*Task goal*
Reproduce exactly the line in which "point: the man in denim" occurs and all the lines after it, ending with the last line.

[Data extracted from a collection]
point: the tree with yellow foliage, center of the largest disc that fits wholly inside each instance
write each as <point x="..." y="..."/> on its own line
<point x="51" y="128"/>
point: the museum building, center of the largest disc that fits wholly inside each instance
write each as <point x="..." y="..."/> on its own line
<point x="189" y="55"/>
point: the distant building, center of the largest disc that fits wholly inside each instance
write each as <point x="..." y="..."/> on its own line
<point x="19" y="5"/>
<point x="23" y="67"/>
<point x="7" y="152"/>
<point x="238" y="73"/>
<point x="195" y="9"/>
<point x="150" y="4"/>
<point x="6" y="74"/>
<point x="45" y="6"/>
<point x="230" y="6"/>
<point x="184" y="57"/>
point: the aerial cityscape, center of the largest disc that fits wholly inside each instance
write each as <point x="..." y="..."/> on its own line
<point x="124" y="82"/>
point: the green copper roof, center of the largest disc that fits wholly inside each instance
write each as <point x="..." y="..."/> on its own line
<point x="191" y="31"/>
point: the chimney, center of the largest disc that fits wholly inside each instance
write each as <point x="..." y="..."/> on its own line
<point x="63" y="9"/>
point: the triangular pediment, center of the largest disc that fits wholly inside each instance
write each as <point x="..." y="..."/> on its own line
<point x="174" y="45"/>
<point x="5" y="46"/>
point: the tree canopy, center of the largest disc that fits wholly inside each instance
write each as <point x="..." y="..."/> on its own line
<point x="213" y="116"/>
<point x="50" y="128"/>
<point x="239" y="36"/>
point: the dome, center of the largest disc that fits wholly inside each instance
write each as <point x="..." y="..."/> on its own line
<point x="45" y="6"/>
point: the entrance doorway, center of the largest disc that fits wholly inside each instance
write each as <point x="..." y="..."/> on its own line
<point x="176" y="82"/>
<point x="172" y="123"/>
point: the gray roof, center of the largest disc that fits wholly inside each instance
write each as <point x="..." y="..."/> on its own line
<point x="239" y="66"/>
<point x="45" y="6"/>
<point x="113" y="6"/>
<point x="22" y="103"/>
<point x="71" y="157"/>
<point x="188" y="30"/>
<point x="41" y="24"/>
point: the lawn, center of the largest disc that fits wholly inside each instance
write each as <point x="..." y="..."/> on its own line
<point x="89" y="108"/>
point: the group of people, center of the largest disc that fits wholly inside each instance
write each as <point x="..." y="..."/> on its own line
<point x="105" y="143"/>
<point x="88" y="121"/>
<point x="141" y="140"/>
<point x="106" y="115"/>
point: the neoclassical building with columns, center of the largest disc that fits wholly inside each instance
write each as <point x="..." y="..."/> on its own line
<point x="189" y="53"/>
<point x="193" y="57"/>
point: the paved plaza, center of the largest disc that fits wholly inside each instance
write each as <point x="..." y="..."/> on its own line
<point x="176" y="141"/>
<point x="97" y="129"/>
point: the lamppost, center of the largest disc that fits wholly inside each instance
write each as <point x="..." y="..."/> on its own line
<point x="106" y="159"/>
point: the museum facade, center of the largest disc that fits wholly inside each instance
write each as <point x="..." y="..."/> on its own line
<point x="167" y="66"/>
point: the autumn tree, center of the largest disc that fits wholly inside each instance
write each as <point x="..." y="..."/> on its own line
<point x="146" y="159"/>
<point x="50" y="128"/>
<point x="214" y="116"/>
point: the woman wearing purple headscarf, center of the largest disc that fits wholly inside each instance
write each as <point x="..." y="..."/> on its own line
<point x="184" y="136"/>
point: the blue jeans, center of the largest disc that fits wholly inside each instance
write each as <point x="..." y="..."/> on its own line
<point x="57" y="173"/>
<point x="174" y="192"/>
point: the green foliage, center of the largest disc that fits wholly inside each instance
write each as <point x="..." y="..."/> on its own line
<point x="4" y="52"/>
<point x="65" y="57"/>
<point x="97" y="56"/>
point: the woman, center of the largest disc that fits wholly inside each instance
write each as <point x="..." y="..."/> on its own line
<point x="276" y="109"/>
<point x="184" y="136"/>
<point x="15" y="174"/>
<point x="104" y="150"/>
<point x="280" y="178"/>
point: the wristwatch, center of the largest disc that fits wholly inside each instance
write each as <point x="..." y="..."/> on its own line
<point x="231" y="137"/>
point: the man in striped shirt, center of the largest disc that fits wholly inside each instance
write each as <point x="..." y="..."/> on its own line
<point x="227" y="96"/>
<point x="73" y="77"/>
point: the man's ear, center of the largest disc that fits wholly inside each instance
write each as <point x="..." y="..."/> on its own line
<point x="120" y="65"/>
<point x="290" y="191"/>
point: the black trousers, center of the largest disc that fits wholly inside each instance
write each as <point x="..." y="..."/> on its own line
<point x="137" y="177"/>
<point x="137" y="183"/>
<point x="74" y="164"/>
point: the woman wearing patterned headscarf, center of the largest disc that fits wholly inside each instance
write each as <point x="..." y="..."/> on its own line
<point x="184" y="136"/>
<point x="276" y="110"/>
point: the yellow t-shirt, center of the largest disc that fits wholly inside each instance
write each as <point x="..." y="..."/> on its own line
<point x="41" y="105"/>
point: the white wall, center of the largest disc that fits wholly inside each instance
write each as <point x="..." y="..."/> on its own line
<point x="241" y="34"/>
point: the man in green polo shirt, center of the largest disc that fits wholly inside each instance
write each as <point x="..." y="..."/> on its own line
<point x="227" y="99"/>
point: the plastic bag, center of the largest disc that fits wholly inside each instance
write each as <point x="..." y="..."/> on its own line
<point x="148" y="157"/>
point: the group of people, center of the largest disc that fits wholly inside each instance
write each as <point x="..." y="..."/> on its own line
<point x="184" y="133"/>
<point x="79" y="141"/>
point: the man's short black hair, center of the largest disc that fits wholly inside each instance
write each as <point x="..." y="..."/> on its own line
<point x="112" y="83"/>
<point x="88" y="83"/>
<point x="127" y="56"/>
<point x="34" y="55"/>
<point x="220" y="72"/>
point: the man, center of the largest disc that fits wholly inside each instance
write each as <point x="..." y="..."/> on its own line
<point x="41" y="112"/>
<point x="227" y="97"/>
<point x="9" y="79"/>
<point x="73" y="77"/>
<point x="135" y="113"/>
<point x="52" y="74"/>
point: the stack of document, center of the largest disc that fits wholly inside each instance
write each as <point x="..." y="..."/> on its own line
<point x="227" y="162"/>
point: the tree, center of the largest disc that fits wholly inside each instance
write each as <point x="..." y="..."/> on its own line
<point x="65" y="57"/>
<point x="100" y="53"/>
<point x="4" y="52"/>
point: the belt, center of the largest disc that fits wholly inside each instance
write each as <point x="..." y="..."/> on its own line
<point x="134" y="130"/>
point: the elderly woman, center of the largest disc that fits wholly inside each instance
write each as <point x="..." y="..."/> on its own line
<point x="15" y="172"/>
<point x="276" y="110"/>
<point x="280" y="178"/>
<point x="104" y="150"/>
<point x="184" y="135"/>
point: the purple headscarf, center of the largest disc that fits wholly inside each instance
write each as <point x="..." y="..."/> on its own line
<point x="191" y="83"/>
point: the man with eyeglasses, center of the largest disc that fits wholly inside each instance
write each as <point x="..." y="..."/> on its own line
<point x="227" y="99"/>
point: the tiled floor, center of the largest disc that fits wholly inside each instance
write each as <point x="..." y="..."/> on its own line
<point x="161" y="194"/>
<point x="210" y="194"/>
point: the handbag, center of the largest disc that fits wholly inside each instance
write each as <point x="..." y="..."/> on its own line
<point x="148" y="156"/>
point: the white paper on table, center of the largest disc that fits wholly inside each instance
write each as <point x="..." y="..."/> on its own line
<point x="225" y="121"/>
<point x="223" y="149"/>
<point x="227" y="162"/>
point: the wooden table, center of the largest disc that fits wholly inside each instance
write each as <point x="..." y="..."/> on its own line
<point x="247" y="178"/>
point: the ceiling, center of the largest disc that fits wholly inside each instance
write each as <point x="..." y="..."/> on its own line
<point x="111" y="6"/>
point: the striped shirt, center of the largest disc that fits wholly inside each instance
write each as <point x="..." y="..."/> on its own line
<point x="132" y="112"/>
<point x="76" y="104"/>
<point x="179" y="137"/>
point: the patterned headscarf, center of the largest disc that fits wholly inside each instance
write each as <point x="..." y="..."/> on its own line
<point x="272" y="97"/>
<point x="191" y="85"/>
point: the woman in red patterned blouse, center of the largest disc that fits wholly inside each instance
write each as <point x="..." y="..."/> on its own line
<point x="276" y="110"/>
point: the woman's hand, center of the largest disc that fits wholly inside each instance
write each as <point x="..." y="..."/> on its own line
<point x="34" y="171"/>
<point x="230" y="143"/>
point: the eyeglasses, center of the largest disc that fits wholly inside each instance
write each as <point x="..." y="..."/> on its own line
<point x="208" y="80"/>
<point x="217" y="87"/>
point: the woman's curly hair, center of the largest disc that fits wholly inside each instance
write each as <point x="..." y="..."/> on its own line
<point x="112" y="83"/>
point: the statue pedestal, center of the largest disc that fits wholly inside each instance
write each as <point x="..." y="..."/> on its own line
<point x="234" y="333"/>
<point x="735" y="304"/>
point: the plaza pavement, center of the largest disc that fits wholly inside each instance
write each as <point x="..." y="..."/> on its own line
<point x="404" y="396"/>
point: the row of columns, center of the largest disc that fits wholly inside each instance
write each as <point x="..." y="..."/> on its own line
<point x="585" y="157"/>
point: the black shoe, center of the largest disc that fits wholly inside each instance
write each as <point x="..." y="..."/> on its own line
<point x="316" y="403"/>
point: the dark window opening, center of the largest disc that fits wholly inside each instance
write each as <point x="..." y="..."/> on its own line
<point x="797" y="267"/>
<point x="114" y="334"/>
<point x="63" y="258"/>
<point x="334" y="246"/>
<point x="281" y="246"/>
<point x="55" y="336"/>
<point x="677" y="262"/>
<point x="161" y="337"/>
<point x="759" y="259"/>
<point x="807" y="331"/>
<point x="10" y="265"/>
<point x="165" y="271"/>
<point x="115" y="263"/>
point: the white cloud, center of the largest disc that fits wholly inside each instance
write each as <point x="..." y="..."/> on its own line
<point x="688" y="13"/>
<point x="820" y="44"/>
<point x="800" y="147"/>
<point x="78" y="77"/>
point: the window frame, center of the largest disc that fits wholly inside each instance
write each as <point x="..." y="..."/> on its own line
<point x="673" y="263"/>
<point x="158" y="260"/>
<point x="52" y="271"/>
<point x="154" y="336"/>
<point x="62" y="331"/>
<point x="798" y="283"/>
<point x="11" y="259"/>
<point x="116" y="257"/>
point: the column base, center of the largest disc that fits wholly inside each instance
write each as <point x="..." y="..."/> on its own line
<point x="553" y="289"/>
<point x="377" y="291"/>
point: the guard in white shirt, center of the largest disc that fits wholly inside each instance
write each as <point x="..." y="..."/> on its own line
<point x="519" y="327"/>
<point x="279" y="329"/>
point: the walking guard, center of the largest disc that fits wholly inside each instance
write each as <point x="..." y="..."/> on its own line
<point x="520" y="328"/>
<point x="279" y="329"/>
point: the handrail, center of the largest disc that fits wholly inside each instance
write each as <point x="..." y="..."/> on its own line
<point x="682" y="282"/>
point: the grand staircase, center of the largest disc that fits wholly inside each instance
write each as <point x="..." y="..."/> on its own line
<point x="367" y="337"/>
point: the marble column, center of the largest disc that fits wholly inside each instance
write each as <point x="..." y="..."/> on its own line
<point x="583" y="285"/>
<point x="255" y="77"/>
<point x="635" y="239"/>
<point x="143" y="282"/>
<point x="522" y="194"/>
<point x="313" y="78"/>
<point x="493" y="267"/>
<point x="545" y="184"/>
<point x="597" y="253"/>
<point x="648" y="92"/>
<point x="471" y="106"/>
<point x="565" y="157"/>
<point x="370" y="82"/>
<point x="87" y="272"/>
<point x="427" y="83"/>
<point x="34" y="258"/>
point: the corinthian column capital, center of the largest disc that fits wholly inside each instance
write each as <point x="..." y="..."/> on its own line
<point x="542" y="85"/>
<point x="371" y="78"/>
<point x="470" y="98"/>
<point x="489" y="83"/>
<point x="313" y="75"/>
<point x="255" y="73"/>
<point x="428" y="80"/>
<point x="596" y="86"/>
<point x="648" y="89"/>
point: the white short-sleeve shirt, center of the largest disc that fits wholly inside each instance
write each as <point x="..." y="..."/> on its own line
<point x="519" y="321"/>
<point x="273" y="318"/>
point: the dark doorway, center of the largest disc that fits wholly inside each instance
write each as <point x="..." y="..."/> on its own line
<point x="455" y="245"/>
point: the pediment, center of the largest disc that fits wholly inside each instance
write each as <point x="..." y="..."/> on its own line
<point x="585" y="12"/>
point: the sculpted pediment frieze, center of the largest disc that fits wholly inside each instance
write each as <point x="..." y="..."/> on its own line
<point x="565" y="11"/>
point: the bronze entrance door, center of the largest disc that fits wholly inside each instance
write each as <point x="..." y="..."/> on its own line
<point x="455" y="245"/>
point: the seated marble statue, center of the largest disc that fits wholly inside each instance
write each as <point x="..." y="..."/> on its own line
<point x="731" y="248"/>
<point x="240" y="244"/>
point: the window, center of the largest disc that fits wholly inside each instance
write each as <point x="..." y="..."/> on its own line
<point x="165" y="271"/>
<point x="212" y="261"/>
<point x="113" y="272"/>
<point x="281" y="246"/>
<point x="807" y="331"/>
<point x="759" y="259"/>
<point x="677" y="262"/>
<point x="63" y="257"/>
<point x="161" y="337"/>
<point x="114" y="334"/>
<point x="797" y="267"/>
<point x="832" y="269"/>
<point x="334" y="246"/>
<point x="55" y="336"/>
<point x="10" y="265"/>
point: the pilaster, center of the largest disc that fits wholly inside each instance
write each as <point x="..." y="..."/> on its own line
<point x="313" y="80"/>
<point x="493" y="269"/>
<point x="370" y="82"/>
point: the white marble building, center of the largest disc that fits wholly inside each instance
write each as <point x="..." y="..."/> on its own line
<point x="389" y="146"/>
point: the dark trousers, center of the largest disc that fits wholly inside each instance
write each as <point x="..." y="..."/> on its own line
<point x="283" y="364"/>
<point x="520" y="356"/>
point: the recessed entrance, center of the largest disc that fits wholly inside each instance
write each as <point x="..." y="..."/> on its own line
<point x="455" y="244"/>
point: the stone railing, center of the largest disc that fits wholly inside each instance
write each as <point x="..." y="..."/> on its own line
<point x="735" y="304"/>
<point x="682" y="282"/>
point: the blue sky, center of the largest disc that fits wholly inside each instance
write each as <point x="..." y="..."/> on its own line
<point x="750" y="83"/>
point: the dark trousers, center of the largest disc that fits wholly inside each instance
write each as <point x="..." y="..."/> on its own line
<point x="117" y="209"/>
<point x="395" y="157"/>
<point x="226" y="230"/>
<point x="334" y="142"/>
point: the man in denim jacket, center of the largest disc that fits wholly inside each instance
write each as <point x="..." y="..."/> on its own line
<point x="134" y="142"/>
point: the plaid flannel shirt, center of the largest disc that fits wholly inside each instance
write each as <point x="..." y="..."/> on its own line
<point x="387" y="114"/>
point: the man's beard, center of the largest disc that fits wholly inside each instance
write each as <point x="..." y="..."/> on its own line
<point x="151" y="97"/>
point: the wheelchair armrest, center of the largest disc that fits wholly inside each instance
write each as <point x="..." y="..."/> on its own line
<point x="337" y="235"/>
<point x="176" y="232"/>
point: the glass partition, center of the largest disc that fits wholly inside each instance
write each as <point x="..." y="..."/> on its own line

*Solution to this problem*
point: the man in denim jacket, center of the largest disc that fits wholly inside each instance
write each as <point x="..." y="..."/> on its own line
<point x="134" y="142"/>
point: the plaid flannel shirt, center of the largest disc that fits wholly inside each instance
write each as <point x="..." y="..."/> on its own line
<point x="387" y="114"/>
point: the man's beard, center of the largest disc that fits wholly inside each instance
write each as <point x="..." y="..."/> on its own line
<point x="151" y="97"/>
point: the wheelchair armrest, center of the largest disc that fits wholly inside each instance
write each as <point x="..." y="..."/> on its own line
<point x="337" y="235"/>
<point x="176" y="232"/>
point: the glass partition, center of the largest disc that fits wholly inside each instance
write each as <point x="..." y="..."/> on its own line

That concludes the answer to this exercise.